Document text:

Surf over to my “turkey farm” and review some of the key points. Regardless of why you have been out of the workforce, you have a “unique value proposition” to express. You can unlock same value for some one. If you can’t, what are you selling? You have to find out what that value is. Then, you craft a “unique sales proposition” (i.e., how do I get someone to hire me). Then, you build a resume and cover letter to that purpose.
I counsel “turkeys” (i.e., people who have gotten the axe from their employer). I’ve been axed several times. After the first time, it should NOT hurt. And, it certainly shouldn’t be a surprise. Happens to everyone. If it doesn’t then you’re playing your cards to tight to the vest.
Your letter and resume have to tell a story. They have to initiate a conversation. You want them to make the reader pick up the phone and say “how did you do that? can you do it for me?”.
It’s hard work. The hardest you’ll ever do. But, you’ll be motivated because you’re working for yourself.
I’ll close with one story. An “old” turkey (i.e., one who has been out of work for a “long” time) was sent to me for “help”. So, I looked at his resume with a three year hole in it. I naturally inquired, in my blunt cavalier injineer way, “been in jail?”. Mind you this was the resume he was sending out and didn’t understand why no response. He said “no, i was caring for my dying wife”. My jaw dropped to the floor.
He wasn’t telling his story. We fashioned a “job entry” that said something like “Care Giver, Medical Treatment Assistant, and Medical Billing Expert” with three bullet points. Recruiters hate holes in time lines; they suspect you’ve been in jail or worse off having the fun that they are not having. Any way, this turkey had a senior level IT job in an HR department working on their benefits billing systems in less than five weeks.
All I did was get him to tell his story. All you have to do is to tell yours. AND, express what you are going to do for the reader.

Brief: Please repeat the job-hunting post above word for word, starting at "Surf over to" and stopping after "to the vest.".

Information provided:
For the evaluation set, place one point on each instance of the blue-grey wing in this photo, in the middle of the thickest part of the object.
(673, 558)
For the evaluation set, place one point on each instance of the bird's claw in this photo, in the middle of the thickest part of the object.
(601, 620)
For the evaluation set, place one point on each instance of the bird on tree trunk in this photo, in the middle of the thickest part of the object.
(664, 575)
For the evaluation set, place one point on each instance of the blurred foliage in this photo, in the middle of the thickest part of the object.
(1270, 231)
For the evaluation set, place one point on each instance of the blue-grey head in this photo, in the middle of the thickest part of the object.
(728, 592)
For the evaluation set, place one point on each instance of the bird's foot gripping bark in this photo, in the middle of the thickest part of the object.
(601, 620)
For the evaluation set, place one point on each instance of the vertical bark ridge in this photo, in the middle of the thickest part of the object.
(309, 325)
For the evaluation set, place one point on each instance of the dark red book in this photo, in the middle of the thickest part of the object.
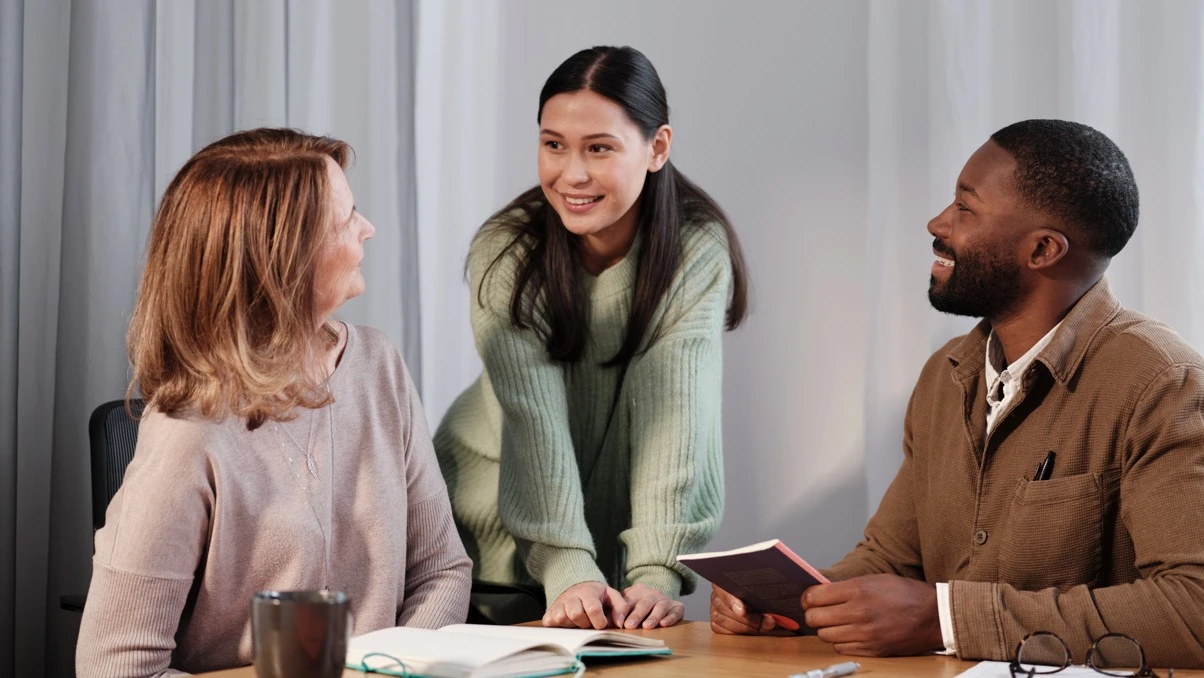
(768, 577)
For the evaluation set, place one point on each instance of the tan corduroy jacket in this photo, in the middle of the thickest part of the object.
(1113, 542)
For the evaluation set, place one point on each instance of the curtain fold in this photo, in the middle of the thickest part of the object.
(100, 104)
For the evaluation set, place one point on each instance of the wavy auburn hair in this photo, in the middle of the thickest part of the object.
(225, 320)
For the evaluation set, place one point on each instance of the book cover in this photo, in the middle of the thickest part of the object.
(768, 577)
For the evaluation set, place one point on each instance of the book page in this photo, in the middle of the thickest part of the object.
(447, 655)
(572, 640)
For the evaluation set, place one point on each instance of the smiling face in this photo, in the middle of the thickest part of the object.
(594, 161)
(337, 275)
(978, 240)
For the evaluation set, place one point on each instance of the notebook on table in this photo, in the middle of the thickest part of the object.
(768, 577)
(472, 650)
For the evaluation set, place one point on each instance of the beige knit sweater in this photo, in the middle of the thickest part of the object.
(211, 513)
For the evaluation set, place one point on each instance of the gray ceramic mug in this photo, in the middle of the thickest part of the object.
(300, 634)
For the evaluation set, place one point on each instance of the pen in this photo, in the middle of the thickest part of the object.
(830, 672)
(1045, 469)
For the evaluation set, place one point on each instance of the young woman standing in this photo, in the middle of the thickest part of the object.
(588, 455)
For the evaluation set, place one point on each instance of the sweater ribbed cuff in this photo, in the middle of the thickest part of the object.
(978, 632)
(561, 567)
(664, 579)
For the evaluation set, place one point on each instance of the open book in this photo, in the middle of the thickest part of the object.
(768, 577)
(472, 650)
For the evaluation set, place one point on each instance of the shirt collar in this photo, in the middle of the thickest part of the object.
(996, 361)
(1066, 349)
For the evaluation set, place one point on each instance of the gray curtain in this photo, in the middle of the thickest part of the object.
(100, 104)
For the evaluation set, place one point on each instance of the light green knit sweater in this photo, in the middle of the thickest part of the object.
(538, 495)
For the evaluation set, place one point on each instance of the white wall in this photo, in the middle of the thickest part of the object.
(831, 131)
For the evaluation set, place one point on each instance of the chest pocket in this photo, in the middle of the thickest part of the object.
(1055, 531)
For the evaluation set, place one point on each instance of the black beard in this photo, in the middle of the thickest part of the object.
(980, 286)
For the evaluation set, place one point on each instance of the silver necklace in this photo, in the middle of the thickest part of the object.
(312, 467)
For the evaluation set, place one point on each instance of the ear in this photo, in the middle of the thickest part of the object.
(1048, 248)
(661, 143)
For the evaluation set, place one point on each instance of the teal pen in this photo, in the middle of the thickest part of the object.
(833, 671)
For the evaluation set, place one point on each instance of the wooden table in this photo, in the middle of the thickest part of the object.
(697, 652)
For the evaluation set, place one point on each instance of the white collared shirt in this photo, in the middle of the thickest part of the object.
(1002, 385)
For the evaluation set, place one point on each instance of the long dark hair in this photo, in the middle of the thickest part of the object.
(548, 270)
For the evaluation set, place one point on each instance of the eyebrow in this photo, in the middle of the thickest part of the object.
(588, 137)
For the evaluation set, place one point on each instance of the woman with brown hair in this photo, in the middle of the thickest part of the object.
(281, 448)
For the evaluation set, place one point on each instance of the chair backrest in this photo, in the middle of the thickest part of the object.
(113, 436)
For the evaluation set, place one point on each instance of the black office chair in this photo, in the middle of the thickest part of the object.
(112, 436)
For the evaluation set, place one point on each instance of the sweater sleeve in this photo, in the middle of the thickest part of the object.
(1162, 482)
(674, 389)
(539, 495)
(147, 554)
(438, 573)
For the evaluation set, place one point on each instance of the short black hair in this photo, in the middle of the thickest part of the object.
(1075, 174)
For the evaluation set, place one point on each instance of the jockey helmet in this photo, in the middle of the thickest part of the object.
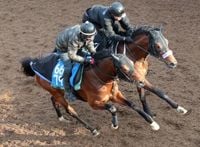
(116, 9)
(88, 31)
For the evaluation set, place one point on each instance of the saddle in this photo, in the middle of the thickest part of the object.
(51, 69)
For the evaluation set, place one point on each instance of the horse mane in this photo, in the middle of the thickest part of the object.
(102, 54)
(145, 29)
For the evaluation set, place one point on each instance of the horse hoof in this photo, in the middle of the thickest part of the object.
(181, 110)
(114, 127)
(155, 126)
(62, 119)
(95, 133)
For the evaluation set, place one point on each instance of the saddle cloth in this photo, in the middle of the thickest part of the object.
(51, 69)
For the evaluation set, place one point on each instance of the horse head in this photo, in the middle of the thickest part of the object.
(152, 41)
(160, 48)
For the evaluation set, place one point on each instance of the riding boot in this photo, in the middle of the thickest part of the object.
(68, 93)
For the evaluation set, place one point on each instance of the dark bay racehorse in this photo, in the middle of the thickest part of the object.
(98, 88)
(149, 41)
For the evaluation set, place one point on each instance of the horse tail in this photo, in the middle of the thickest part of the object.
(26, 67)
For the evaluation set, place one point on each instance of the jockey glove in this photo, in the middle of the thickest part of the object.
(89, 60)
(128, 39)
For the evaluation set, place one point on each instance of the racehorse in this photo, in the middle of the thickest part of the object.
(98, 88)
(149, 41)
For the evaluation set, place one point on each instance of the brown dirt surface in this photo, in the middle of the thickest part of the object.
(27, 118)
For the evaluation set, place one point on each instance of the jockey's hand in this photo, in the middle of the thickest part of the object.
(128, 39)
(93, 53)
(89, 60)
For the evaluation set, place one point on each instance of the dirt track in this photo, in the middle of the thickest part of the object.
(27, 118)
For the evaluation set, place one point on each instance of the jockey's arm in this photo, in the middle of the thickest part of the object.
(72, 52)
(90, 47)
(125, 24)
(109, 32)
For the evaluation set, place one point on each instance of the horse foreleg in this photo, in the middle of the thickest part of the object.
(119, 98)
(58, 112)
(145, 105)
(165, 97)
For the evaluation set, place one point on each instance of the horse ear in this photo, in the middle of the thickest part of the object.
(161, 27)
(115, 57)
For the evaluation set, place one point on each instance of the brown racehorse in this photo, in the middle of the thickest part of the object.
(98, 88)
(149, 41)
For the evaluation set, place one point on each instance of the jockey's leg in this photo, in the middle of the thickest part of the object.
(67, 70)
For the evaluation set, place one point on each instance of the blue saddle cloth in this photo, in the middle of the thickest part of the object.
(75, 78)
(51, 69)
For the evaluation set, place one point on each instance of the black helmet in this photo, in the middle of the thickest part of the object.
(88, 29)
(116, 9)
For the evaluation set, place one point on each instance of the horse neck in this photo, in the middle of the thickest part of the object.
(138, 49)
(105, 70)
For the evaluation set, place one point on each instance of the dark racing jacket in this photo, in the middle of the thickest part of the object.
(70, 41)
(101, 17)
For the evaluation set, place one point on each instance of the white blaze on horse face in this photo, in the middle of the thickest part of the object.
(167, 54)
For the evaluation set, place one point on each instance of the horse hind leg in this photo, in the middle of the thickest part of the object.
(73, 113)
(58, 112)
(112, 109)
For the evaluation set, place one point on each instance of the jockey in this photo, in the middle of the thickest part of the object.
(68, 43)
(108, 21)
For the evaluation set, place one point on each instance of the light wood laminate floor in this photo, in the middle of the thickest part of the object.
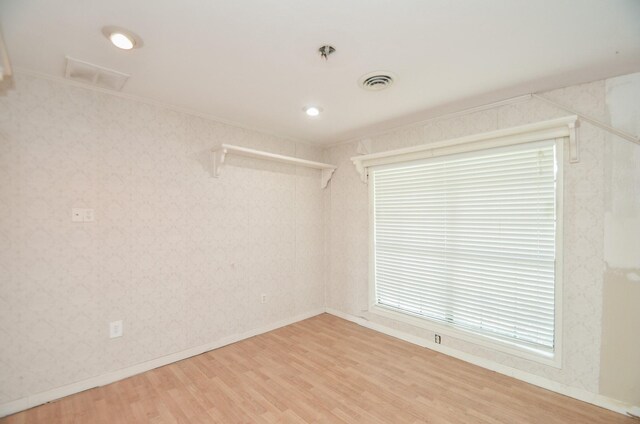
(324, 370)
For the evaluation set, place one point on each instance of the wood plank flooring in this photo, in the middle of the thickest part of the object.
(321, 370)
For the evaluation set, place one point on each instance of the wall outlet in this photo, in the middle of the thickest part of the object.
(77, 215)
(115, 329)
(82, 215)
(89, 216)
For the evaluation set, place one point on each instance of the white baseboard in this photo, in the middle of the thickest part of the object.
(110, 377)
(576, 393)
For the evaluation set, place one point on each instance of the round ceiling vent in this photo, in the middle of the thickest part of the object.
(376, 81)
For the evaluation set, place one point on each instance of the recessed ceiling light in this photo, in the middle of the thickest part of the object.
(312, 110)
(121, 41)
(122, 38)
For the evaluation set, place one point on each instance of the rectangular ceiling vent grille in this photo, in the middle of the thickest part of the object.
(88, 73)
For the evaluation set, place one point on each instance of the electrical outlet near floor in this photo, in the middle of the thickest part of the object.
(115, 329)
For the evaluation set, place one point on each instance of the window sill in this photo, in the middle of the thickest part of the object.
(499, 345)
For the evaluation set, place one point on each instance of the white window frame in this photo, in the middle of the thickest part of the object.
(563, 134)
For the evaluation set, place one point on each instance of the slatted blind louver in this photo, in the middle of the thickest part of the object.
(469, 240)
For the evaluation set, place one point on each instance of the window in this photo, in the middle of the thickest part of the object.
(469, 241)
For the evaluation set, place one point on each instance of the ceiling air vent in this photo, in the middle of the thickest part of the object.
(88, 73)
(376, 81)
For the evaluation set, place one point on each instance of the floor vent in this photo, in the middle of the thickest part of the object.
(88, 73)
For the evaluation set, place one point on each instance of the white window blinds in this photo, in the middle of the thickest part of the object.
(469, 240)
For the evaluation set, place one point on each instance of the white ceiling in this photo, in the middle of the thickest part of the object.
(255, 62)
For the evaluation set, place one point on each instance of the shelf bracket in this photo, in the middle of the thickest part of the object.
(326, 176)
(217, 159)
(574, 156)
(364, 172)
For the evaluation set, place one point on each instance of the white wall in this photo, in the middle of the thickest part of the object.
(620, 369)
(584, 230)
(180, 256)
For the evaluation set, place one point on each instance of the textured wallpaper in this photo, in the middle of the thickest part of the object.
(347, 235)
(180, 256)
(183, 258)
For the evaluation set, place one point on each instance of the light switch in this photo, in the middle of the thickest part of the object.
(115, 329)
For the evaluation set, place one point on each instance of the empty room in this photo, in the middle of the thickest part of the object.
(356, 211)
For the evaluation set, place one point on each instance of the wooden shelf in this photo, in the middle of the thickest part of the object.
(221, 152)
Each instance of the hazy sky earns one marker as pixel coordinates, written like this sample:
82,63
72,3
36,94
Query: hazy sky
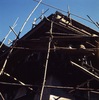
10,10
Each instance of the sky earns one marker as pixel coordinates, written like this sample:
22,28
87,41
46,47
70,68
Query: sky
10,10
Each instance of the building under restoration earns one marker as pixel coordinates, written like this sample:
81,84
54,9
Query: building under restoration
56,60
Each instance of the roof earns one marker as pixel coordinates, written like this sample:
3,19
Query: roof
73,54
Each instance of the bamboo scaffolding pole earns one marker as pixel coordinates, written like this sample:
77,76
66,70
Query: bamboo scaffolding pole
47,60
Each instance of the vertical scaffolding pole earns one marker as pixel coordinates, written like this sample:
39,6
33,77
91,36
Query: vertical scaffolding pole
47,59
88,91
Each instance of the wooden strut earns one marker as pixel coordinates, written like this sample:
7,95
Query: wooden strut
14,25
21,83
78,86
64,11
47,60
87,71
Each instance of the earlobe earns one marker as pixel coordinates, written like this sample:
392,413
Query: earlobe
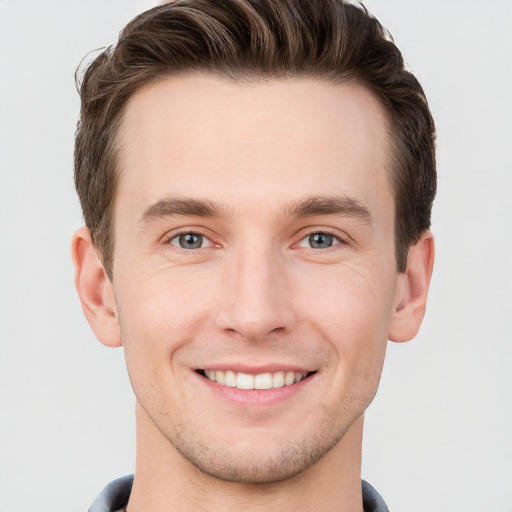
95,290
411,304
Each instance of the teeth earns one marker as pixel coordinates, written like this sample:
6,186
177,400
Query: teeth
230,378
289,379
261,381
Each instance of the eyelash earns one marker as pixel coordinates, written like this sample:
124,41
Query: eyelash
326,231
339,239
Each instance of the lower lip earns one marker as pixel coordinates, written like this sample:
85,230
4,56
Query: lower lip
256,397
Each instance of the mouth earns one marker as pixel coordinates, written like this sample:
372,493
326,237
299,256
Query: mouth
267,380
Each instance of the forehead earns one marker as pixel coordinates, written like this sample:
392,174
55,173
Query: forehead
258,142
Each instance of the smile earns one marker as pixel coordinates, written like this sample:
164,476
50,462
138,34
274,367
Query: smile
241,380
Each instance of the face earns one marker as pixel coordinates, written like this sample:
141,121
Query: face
254,268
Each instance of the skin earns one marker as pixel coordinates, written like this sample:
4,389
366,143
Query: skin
255,169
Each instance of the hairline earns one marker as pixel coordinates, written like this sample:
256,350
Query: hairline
391,149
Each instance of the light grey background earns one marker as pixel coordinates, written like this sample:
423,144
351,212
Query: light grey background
439,434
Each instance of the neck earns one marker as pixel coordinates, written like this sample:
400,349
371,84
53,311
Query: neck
166,482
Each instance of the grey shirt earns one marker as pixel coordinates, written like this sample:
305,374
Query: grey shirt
115,497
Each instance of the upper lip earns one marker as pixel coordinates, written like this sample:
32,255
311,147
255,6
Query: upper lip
257,369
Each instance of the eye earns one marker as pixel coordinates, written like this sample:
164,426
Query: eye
190,241
320,240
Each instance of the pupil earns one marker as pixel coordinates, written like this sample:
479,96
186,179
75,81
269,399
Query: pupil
320,240
191,241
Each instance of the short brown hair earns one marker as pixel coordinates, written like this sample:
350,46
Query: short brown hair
248,39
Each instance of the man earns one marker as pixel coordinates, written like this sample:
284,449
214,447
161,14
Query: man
256,178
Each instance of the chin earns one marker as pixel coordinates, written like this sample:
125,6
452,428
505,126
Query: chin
255,463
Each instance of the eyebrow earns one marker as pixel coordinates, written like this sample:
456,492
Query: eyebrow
329,205
308,207
181,206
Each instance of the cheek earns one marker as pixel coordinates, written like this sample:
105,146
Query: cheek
160,315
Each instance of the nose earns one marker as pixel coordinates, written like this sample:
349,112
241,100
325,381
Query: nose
257,296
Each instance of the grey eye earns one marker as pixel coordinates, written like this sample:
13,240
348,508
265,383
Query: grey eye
188,241
321,240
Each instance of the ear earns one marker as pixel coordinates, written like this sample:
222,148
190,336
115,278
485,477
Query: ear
95,290
412,299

Exercise result:
Surf over to my “turkey farm” and review some of the key points. Regardless of why you have been out of the workforce, you have a “unique value proposition” to express. You can unlock same value for some one. If you can’t, what are you selling? You have to find out what that value is. Then, you craft a “unique sales proposition” (i.e., how do I get someone to hire me). Then, you build a resume and cover letter to that purpose.
I counsel “turkeys” (i.e., people who have gotten the axe from their employer). I’ve been axed several times. After the first time, it should NOT hurt. And, it certainly shouldn’t be a surprise. Happens to everyone. If it doesn’t then you’re playing your cards to tight to the vest.